Extract, verbatim, all lines starting at the one containing "In the picture above, where can the gray feather" and ending with the final line of the listing, and no others.

------

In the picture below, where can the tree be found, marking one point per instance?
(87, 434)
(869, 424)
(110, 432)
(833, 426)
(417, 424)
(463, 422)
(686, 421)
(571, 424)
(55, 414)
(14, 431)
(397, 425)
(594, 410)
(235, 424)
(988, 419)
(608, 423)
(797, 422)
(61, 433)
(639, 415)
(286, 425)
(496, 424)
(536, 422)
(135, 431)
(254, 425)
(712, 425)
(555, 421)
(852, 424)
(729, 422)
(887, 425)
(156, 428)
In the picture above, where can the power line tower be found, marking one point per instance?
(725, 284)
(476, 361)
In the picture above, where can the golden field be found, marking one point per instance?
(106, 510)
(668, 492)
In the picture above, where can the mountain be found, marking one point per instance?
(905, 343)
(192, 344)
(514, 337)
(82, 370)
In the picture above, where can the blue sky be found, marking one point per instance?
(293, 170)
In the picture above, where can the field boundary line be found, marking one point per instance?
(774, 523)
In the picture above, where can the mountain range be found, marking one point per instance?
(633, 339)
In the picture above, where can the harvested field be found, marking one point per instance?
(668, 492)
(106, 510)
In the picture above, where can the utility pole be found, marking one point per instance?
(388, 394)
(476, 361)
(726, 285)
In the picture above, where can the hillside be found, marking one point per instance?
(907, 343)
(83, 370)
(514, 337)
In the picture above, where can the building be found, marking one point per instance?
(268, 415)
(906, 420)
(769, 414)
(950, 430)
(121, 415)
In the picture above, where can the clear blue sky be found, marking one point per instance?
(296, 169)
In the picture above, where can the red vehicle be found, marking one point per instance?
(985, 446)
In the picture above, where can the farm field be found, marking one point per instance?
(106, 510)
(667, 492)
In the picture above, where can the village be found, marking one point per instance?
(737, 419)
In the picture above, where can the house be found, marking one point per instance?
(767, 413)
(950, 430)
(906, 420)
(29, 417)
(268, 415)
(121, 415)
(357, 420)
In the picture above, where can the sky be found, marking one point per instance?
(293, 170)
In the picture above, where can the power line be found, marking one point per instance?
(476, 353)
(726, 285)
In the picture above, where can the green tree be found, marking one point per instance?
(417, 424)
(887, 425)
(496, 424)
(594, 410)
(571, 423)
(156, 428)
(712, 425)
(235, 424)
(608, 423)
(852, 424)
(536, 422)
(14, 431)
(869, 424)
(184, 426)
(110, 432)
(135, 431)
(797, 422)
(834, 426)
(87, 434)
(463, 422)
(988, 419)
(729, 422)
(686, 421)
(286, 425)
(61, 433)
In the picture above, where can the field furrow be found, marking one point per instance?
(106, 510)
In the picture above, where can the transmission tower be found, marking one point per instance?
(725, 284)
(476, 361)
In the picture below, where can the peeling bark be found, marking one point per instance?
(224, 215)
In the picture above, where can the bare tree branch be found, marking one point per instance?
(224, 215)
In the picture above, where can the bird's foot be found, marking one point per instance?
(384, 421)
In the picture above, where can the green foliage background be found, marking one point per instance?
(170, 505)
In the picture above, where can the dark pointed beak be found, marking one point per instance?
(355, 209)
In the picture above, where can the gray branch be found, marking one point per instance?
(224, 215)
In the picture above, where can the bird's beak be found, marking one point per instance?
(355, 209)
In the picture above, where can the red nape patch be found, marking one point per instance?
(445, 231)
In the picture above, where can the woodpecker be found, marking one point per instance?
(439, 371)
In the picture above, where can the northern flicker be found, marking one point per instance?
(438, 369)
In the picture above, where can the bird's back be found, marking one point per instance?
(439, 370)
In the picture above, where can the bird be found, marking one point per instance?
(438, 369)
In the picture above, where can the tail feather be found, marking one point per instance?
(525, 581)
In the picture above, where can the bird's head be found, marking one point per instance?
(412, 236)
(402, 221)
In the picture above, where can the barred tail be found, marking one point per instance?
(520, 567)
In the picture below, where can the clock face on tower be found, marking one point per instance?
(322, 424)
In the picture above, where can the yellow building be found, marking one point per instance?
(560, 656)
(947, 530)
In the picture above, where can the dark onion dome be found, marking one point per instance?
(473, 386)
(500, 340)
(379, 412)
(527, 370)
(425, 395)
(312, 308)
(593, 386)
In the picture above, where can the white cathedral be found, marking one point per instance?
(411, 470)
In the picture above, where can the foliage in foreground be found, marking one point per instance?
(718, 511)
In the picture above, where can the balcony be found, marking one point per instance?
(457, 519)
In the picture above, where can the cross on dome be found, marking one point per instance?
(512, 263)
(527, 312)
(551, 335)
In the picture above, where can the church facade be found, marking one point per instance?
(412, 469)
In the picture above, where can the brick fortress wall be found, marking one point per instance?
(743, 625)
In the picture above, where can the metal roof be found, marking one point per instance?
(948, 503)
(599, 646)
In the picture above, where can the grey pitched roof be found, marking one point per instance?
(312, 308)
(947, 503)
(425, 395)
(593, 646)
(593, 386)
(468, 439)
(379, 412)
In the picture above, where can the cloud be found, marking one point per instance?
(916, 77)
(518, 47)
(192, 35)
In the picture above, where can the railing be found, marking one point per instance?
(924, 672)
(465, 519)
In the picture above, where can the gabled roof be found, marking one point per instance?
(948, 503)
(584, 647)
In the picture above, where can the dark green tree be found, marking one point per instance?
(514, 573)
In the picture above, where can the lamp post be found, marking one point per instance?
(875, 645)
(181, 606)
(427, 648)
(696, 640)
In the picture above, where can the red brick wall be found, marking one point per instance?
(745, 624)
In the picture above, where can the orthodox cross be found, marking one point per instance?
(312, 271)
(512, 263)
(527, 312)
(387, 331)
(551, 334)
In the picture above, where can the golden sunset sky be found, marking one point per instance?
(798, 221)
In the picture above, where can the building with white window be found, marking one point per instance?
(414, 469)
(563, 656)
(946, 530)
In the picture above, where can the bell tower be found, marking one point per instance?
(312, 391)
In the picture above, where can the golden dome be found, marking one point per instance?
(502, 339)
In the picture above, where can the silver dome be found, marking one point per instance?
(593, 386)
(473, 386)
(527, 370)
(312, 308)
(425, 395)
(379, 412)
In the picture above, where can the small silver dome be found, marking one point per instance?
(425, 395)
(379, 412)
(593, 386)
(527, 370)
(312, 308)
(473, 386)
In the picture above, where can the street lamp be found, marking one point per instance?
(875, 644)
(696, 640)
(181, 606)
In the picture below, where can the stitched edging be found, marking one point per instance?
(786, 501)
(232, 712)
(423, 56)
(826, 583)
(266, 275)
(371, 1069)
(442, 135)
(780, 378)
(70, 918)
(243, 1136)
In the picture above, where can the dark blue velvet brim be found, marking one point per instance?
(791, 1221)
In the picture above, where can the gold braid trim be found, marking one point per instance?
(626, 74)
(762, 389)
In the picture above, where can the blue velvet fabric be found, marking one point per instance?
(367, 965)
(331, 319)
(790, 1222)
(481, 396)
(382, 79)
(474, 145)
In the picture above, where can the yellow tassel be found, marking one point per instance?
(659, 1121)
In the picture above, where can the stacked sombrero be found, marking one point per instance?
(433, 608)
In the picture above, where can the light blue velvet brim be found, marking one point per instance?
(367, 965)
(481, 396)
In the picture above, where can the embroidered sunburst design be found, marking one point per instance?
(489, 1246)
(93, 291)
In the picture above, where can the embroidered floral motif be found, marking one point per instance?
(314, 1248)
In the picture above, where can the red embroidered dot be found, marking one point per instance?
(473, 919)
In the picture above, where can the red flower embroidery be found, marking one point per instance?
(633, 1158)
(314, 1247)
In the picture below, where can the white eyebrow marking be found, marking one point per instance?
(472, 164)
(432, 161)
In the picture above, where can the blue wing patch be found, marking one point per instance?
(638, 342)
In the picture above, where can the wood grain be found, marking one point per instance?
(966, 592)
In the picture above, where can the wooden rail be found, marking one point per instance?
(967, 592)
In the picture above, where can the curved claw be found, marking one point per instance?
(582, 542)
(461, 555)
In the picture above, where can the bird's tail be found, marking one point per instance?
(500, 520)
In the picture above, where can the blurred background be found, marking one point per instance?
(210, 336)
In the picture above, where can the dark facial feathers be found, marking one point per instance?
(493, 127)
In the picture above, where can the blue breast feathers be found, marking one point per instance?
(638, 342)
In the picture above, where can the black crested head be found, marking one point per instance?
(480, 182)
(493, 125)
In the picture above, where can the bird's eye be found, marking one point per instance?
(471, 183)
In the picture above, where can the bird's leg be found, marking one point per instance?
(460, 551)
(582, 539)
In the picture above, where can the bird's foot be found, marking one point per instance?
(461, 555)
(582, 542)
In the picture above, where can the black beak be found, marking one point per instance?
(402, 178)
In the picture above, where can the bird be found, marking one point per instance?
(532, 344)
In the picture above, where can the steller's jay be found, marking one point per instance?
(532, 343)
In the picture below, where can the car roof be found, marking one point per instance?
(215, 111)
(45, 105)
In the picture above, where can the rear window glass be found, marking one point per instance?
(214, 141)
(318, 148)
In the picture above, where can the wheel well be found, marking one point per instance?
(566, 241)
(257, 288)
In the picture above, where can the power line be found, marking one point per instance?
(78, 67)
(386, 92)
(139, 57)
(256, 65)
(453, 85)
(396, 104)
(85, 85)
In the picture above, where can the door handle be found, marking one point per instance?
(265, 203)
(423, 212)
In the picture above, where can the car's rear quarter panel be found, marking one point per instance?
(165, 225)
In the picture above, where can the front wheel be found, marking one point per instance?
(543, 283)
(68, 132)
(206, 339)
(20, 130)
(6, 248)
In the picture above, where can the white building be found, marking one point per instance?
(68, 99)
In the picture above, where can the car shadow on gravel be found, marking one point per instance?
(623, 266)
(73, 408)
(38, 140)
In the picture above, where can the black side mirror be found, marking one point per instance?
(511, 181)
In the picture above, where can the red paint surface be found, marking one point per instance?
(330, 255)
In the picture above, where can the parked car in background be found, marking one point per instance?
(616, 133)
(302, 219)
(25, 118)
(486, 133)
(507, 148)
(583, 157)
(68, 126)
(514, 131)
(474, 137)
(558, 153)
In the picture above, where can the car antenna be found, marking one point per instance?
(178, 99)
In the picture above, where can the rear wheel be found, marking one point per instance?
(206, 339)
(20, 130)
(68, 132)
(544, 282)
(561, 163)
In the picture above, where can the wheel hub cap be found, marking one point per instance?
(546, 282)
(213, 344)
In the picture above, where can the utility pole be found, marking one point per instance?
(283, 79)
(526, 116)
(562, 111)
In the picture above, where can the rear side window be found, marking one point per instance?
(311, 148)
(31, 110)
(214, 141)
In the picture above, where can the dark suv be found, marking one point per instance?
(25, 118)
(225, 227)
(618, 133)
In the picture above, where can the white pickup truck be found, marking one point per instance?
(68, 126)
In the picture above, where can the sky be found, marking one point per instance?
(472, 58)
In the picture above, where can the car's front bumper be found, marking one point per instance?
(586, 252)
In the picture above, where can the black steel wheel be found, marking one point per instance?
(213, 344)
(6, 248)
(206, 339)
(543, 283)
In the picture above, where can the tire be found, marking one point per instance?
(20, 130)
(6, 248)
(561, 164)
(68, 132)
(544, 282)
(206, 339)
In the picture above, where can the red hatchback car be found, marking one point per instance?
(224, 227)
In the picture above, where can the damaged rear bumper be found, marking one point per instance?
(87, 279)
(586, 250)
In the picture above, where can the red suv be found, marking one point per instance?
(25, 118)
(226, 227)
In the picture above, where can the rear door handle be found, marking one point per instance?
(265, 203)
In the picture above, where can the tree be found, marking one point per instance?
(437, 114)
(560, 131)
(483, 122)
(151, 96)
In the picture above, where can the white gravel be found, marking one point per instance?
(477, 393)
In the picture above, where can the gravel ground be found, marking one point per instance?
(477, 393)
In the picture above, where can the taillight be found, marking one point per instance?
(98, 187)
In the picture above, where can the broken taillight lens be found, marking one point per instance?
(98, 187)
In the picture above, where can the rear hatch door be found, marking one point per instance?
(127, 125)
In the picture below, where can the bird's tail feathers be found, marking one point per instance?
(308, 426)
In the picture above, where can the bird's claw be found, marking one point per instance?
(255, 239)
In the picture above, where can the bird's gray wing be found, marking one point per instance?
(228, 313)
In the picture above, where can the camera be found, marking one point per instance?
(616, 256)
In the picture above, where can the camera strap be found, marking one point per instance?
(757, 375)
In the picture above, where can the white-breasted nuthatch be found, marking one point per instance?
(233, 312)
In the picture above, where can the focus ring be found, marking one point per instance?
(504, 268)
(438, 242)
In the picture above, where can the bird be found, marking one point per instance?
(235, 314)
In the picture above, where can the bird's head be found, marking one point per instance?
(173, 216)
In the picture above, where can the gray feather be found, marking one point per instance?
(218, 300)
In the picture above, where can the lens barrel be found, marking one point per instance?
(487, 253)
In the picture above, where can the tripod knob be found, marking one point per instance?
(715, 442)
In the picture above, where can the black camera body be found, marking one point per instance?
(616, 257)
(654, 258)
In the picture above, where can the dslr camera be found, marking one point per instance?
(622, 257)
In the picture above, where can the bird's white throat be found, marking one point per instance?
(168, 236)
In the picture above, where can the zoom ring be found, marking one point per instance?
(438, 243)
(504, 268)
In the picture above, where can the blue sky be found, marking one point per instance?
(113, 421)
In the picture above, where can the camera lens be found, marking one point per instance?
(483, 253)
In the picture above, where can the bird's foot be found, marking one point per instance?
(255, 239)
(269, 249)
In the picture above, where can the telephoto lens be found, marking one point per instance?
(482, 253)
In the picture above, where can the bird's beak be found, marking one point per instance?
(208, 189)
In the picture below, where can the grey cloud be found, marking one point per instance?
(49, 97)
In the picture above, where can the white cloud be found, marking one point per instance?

------

* [FINISHED ANSWER]:
In the picture above, where can the gray feather be found, marking one point per instance?
(218, 300)
In the picture above, where can the lens barrel be found, marking one point per instance?
(487, 253)
In the picture above, where can the tripod knob be found, marking one point per instance?
(715, 442)
In the picture above, where can the black camera body be found, marking one point per instance?
(616, 257)
(654, 258)
In the picture above, where can the dslr camera be found, marking one point per instance?
(622, 257)
In the picture above, where can the bird's white throat be found, marking one point per instance?
(168, 236)
In the picture above, where can the zoom ring be found, marking one point per instance?
(438, 243)
(504, 268)
In the picture above, where can the blue sky be found, marking one point per instance?
(113, 421)
In the picture above, where can the camera lens be found, marking one point per instance?
(483, 253)
In the picture above, where can the bird's foot be found, marking one point per instance?
(255, 239)
(269, 249)
In the picture above, where can the telephoto lens be found, marking one point per instance?
(482, 253)
In the picture above, where can the bird's beak be found, marking one point per instance?
(208, 189)
In the picture below, where can the grey cloud be found, marking one point per instance?
(49, 97)
In the picture above, where can the white cloud be found, marking one point per instance?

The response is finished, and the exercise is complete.